** What is required **
Would you please repeat the material exactly, from the first line to the last?

-- Records shown follows --

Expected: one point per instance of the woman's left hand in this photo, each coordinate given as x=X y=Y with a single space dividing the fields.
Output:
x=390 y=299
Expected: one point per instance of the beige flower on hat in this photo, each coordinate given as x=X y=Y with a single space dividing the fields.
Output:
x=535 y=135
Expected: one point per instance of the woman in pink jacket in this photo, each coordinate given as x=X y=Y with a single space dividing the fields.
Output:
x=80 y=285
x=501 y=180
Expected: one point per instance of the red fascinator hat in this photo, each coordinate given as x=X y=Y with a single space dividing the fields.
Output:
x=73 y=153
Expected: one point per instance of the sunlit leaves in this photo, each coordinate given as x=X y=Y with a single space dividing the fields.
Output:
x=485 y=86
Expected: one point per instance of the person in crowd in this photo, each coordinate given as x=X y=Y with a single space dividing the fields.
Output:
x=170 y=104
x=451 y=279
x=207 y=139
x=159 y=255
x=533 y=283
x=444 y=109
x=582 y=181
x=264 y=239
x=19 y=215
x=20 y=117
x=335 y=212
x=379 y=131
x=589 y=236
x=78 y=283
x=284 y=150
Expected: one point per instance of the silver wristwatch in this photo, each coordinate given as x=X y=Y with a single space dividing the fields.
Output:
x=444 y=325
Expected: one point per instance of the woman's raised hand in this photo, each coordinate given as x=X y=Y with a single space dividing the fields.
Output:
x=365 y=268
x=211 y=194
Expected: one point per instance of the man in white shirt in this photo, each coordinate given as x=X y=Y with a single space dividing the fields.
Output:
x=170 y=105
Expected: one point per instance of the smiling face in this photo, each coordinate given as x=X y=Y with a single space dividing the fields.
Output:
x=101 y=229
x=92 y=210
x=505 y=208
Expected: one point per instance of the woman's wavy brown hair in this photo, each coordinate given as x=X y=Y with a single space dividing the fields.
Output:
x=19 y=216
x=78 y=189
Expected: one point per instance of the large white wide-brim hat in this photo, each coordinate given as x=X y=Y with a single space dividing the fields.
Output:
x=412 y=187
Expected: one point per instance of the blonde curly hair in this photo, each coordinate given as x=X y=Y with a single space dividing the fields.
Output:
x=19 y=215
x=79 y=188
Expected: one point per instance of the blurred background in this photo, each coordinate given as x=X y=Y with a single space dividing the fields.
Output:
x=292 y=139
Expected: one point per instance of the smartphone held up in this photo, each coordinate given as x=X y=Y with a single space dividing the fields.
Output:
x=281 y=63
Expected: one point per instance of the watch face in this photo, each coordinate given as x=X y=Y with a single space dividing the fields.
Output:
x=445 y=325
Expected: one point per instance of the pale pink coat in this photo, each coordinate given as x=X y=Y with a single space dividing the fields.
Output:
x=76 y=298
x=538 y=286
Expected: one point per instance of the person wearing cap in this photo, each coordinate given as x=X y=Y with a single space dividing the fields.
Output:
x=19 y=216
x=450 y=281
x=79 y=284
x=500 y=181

-- Records shown concluded --

** Reply **
Expected: one point per instance of the woman's left hand in this photo, each coordinate given as x=X y=Y with a single space dividing the fields.
Output:
x=390 y=299
Expected: one point per instance of the beige flower on hat in this photo, each coordinate given as x=X y=Y with a single space dividing the fields.
Output:
x=535 y=135
Expected: one point per instance of the woman in pink jacket in this photo, each coordinate given as x=X y=Y with a single space dividing the fields.
Output:
x=80 y=285
x=501 y=180
Expected: one point per instance of the red fascinator hat in this photo, each coordinate given as x=X y=Y with a single space dividing the fields.
Output:
x=73 y=153
Expected: one point per instance of the sunlit leaves in this photo, each coordinate given as x=X y=Y with a single space dividing the fields.
Output:
x=485 y=86
Expected: one point per instance of the person in crowd in this photo, each coordinate given as x=X y=Y with a single space dividing the fields.
Output:
x=170 y=104
x=451 y=279
x=207 y=139
x=159 y=255
x=533 y=283
x=444 y=109
x=582 y=181
x=264 y=239
x=19 y=215
x=20 y=117
x=335 y=212
x=379 y=131
x=589 y=236
x=78 y=283
x=284 y=150
Expected: one point per instance of the silver wristwatch in this photo, each coordinate given as x=X y=Y with a single space dividing the fields.
Output:
x=444 y=325
Expected: one point per instance of the woman's raised hand in this photo, each coordinate given as x=X y=Y with a single space dividing the fields.
Output:
x=365 y=268
x=211 y=194
Expected: one point per instance of the man in white shirt in this photo, each coordinate given as x=X y=Y with a single space dividing the fields.
Output:
x=170 y=105
Expected: one point per instance of the smiling face in this photo, each coordinate given as x=X y=Y with a single space dividing the fields.
Output:
x=101 y=229
x=92 y=210
x=505 y=208
Expected: one point per instance of the woman's wavy brown hair in this photo, each coordinate given as x=X y=Y with a single space dividing the fields.
Output:
x=19 y=216
x=78 y=189
Expected: one point per instance of the large white wide-brim hat in this photo, each coordinate given as x=X y=Y with a single space dividing the fields.
Output:
x=412 y=187
Expected: one point per instance of the blonde curly hair in this photo, each coordinate given as x=X y=Y with a single space dividing the fields.
Output:
x=19 y=215
x=79 y=188
Expected: one point per instance of the blurred background in this photo, each coordinate given as x=X y=Y with a single space dividing the fields.
Output:
x=292 y=139
Expected: one point per instance of the smartphone held up in this photo, each coordinate given as x=X y=Y with a single space dividing the fields.
Output:
x=281 y=63
Expected: one point per instance of the watch face in this photo, each coordinate given as x=X y=Y with a single space dividing the fields.
Output:
x=445 y=325
Expected: one point per instance of the pale pink coat in this photo, each coordinate given as x=X y=Y with a single space dividing the fields.
Output:
x=76 y=298
x=538 y=286
Expected: one point per instance of the person wearing cap in this photo, each coordinate given as x=X y=Y with a single space dividing the fields.
Output:
x=19 y=216
x=450 y=281
x=79 y=284
x=500 y=181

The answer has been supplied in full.